#### [КОРОТКОЕ ЗАДАНИЕ]
Процитируйте, пожалуйста, дословно фрагмент текста о Борисе Слуцком между словами «Головоломка. Борис Слуцкий» и «незнакомый рыжий дядя.», включая их самих.

Головоломка. Борис Слуцкий - поэт и дознаватель

И кровь действительно текла
От рифмы тощей к рифме бедной.
Борис Слуцкий

Картинка из детства: я, еще не школьница, «детсадовка», – дома. Комната в коммуналке, оштукатуренные стены с какими-то разводами или подтеками, убогая мебель, как у многих в то время: кровати с металлическими  спинками, застеленные без покрывал – просто прикрыты одеялами, двухстворчатый шкаф с ящиками внизу, у которых вместо ручек – почему-то продолговатые дыры с неровными краями, самодельная тумбочка, этажерка с книгами, простой – столешница и четыре ноги – стол. За столом сидят двое – мой папа и какой-то незнакомый рыжий дядя.
На меня они не обращают внимания – идет разговор. Трудный,  неудобный для обоих. Скорее, разговор-спор, судя по интонации. О чем – не помню. Еще полчаса назад заинтересовавшая меня лужайка с цветами,  жучками и бабочками на развороте какой-то детской книжки  отложена и забыта. Не могу оторвать глаз от лица «рыжего». Видно, что гостю очень… какое тут слово уместнее? – неуютно, досадно, тоскливо? Тогда, ребенку, и слова-то были не нужны. Просто я  в и д е л а. А сейчас я бы, пожалуй, остановилась на наречии "мучительно", но нельзя же сказать: ему было мучительно. Мучительно – что? – мучительно неуютно, досадно, тоскливо? Почему на его щеках с рыжими веснушками время от времени появляются белые пятна – островки на ярко-розовым фоне?

#### [Записи размеченных областей]
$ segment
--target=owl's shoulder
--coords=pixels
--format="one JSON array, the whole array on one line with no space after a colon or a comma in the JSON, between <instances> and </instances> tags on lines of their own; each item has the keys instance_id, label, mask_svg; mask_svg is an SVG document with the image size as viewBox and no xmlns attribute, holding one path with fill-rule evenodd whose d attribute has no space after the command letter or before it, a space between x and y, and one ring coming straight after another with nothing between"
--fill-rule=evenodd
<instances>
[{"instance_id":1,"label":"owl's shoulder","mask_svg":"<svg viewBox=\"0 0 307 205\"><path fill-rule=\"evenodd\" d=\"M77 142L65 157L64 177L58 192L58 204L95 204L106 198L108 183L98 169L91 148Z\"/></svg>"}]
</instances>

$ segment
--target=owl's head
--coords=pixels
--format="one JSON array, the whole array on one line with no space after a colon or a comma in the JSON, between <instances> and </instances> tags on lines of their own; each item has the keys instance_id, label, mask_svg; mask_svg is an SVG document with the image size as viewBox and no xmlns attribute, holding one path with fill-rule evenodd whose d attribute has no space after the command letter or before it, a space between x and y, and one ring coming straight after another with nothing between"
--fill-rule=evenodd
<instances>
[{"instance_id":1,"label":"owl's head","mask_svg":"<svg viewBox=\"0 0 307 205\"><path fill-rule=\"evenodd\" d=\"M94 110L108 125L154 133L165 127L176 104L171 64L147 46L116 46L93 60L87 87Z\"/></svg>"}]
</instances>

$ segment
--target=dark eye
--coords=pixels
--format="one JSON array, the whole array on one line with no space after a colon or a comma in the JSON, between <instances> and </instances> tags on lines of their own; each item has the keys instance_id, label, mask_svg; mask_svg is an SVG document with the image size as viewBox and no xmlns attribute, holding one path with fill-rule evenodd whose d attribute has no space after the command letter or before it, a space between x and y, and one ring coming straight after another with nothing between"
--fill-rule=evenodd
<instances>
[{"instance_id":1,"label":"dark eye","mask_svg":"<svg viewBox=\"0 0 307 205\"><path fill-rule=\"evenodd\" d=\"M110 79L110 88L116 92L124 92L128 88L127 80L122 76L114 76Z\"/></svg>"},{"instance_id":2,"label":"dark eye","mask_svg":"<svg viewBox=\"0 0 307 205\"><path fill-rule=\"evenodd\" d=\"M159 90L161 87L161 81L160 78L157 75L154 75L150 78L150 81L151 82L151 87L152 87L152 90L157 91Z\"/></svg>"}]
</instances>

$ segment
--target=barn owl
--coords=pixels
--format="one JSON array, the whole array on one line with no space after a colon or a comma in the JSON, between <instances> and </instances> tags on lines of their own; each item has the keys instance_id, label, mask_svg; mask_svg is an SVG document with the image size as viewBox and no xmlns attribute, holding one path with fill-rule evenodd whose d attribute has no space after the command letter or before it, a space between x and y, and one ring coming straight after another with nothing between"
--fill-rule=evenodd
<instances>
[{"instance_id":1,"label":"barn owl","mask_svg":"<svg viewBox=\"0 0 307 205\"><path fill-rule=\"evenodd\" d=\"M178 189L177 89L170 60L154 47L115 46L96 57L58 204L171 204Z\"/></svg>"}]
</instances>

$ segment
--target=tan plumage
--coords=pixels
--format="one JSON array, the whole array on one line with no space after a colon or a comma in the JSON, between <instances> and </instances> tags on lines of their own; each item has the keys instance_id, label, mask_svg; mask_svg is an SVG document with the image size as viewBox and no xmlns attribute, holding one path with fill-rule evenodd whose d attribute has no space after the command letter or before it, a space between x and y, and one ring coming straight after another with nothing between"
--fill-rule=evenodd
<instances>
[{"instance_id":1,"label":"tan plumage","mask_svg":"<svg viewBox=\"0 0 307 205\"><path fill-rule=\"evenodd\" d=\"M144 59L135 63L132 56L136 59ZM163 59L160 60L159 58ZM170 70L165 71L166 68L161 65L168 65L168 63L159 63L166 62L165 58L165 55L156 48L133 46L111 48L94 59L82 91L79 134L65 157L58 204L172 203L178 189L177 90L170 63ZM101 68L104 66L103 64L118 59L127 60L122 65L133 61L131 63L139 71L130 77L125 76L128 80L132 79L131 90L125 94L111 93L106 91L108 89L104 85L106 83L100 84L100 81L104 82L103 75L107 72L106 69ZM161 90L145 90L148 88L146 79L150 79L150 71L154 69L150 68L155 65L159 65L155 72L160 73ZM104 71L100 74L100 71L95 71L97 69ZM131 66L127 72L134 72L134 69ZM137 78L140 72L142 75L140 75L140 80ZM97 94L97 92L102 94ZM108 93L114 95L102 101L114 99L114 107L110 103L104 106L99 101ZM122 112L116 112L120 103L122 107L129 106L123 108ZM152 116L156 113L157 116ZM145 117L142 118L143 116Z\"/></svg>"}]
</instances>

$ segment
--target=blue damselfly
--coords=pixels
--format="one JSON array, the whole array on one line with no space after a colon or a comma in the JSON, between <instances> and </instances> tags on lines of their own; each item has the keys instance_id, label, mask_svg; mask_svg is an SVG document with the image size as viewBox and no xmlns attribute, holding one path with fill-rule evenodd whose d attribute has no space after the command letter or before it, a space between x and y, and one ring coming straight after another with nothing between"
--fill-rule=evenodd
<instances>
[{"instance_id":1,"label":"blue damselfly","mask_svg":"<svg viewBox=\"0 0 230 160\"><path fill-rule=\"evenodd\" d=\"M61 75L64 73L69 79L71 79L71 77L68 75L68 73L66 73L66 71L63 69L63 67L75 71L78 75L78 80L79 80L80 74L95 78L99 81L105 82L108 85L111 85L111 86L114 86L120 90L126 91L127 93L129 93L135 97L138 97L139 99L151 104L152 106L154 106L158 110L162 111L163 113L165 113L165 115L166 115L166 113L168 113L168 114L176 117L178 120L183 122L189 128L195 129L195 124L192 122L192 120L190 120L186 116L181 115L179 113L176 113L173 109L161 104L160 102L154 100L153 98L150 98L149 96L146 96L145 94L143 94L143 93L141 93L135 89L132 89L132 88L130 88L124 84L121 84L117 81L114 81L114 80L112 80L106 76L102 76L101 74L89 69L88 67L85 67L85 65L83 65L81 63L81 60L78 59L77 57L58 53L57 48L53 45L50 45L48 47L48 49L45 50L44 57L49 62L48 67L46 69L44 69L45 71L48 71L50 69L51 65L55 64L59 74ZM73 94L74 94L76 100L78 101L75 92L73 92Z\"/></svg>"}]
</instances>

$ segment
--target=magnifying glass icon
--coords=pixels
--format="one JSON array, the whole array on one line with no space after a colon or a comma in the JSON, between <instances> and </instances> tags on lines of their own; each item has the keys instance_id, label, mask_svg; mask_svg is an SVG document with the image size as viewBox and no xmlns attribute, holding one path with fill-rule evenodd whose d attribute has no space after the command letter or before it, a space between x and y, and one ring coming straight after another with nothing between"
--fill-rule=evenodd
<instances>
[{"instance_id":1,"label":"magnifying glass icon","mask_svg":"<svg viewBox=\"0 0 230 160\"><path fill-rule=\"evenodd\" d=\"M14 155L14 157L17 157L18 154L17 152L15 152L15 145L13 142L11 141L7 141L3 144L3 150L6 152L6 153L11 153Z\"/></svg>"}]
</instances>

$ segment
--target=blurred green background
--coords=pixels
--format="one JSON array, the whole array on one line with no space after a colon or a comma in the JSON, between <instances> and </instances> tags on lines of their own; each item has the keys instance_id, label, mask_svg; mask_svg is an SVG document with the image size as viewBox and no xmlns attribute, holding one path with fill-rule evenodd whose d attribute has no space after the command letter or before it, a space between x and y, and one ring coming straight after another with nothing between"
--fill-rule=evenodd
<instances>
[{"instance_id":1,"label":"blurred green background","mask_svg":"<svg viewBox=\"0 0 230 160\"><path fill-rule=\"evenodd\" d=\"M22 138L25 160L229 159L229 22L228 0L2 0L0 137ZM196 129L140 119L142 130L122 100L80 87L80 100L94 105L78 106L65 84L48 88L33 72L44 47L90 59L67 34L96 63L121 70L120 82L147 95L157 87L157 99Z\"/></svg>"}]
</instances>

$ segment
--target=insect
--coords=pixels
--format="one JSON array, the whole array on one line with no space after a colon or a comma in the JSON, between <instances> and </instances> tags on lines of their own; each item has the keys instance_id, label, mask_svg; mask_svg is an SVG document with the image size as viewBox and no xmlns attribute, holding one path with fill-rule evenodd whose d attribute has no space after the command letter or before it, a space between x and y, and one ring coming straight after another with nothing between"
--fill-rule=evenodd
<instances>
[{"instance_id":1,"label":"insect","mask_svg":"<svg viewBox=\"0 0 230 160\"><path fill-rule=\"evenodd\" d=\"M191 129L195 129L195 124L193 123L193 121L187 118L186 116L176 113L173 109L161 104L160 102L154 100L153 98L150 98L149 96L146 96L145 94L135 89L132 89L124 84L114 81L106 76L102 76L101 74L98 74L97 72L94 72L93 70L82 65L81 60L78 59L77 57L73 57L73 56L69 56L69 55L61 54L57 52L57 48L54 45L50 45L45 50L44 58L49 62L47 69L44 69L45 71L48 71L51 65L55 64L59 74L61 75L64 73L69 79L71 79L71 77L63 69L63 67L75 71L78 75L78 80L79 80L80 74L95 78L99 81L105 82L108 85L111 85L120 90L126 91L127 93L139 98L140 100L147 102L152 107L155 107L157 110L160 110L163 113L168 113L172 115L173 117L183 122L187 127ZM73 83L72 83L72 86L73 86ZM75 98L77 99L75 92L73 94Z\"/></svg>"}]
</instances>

...

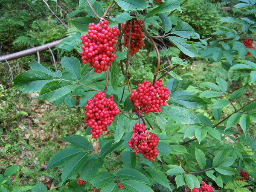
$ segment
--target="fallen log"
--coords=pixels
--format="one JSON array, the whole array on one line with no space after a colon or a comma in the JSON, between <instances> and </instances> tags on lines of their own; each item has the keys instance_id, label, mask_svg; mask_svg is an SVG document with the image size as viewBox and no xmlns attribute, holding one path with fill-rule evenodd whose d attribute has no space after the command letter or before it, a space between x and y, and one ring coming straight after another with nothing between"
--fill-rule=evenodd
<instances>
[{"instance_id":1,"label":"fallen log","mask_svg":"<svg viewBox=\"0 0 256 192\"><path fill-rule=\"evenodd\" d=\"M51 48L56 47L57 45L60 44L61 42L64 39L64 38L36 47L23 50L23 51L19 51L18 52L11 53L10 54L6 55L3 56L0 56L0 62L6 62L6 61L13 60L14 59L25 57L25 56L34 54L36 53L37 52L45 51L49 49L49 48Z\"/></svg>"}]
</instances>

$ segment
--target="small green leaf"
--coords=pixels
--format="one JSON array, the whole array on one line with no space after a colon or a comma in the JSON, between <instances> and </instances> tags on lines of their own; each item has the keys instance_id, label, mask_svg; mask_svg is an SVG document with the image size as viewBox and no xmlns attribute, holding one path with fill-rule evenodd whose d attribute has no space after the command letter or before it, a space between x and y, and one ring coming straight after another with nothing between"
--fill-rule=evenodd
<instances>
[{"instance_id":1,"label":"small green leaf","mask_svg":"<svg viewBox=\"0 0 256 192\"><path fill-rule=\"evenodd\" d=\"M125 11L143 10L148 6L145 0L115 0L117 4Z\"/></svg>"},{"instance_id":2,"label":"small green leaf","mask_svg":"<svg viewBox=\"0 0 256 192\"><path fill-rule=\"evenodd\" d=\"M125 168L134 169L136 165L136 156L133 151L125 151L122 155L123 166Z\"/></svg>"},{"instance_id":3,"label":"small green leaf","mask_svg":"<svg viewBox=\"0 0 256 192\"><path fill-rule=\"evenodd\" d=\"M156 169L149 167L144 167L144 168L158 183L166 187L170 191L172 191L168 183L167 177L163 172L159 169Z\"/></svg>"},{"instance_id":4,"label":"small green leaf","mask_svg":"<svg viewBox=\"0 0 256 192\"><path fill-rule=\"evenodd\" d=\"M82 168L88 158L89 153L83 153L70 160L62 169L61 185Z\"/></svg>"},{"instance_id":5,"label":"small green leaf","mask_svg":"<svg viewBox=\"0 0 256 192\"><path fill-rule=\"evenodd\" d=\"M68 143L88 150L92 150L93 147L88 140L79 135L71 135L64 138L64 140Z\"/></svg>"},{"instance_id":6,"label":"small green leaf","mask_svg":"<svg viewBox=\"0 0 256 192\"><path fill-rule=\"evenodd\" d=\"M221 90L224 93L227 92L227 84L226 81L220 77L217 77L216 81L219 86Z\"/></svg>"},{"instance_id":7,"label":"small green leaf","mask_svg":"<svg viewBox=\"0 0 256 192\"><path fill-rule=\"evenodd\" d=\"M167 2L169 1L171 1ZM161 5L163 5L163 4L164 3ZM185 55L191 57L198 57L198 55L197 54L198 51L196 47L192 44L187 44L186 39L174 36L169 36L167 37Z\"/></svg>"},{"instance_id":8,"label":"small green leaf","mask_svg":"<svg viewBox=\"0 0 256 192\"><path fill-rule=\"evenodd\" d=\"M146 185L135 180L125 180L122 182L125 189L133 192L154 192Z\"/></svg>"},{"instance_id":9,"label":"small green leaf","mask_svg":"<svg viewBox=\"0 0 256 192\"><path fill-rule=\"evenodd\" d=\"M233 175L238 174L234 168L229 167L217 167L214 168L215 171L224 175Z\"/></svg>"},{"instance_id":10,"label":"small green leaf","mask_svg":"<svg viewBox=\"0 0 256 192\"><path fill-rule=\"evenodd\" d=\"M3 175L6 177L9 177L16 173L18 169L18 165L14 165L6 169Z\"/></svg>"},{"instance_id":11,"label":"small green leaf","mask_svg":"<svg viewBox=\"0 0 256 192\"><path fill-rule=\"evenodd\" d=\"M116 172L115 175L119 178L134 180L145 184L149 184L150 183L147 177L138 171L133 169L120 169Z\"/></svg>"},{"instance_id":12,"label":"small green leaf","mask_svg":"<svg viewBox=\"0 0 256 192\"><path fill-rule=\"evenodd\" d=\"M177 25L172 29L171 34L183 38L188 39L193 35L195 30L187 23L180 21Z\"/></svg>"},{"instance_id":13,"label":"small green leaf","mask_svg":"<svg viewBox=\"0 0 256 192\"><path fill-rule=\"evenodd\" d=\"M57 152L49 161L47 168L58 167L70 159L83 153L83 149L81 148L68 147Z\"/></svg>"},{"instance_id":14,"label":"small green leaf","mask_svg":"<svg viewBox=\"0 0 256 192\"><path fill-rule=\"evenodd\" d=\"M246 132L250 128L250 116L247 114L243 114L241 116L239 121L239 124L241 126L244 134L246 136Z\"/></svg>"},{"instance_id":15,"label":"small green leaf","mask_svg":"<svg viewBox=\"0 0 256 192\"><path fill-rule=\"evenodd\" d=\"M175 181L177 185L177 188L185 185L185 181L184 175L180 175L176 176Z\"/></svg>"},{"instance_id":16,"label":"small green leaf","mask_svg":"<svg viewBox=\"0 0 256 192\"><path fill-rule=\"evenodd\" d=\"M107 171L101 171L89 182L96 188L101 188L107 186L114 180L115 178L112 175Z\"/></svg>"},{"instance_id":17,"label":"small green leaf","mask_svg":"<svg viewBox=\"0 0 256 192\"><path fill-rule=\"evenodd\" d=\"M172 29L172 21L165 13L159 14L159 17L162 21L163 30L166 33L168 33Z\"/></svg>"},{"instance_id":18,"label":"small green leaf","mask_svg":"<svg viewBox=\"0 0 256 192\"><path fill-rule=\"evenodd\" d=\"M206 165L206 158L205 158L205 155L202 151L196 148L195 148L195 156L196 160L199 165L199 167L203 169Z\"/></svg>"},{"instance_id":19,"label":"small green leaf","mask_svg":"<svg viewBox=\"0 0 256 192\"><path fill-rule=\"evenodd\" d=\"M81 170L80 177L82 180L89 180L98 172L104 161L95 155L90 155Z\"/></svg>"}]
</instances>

==

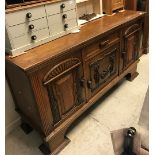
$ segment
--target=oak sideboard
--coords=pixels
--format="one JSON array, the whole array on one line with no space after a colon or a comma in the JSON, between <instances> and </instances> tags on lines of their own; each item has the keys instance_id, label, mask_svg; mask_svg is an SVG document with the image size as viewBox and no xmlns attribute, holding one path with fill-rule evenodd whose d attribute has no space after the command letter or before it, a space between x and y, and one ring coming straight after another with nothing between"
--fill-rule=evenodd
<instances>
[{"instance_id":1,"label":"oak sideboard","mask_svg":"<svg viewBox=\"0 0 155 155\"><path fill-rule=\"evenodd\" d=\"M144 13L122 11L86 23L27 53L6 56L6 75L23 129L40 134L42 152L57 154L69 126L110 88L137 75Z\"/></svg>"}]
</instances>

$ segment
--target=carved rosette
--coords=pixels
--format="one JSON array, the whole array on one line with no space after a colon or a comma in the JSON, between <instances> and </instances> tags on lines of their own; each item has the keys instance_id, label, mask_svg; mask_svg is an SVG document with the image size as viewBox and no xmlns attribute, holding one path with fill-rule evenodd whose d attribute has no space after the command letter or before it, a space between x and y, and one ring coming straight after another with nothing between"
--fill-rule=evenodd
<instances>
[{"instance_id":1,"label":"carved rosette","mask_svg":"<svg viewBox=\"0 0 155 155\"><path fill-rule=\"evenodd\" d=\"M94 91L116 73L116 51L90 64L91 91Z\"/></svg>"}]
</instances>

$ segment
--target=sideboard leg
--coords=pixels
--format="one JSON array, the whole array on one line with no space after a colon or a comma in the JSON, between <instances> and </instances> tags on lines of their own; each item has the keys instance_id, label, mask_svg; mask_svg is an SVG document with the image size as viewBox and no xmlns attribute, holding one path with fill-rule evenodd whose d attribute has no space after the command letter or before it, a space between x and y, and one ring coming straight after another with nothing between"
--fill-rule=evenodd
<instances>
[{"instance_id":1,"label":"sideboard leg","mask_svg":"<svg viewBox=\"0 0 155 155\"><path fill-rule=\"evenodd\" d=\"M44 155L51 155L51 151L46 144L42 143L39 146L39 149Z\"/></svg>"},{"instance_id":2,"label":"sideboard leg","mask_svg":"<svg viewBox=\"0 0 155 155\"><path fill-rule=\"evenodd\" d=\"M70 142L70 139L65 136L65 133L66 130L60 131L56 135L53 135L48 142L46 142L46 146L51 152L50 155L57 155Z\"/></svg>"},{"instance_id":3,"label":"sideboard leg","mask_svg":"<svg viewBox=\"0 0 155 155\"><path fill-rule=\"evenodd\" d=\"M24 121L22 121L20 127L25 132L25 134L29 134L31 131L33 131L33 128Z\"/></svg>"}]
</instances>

#### [РЕЗУЛЬТАТ]
Головоломка. Борис Слуцкий - поэт и дознаватель

И кровь действительно текла
От рифмы тощей к рифме бедной.
Борис Слуцкий

Картинка из детства: я, еще не школьница, «детсадовка», – дома. Комната в коммуналке, оштукатуренные стены с какими-то разводами или подтеками, убогая мебель, как у многих в то время: кровати с металлическими  спинками, застеленные без покрывал – просто прикрыты одеялами, двухстворчатый шкаф с ящиками внизу, у которых вместо ручек – почему-то продолговатые дыры с неровными краями, самодельная тумбочка, этажерка с книгами, простой – столешница и четыре ноги – стол. За столом сидят двое – мой папа и какой-то незнакомый рыжий дядя.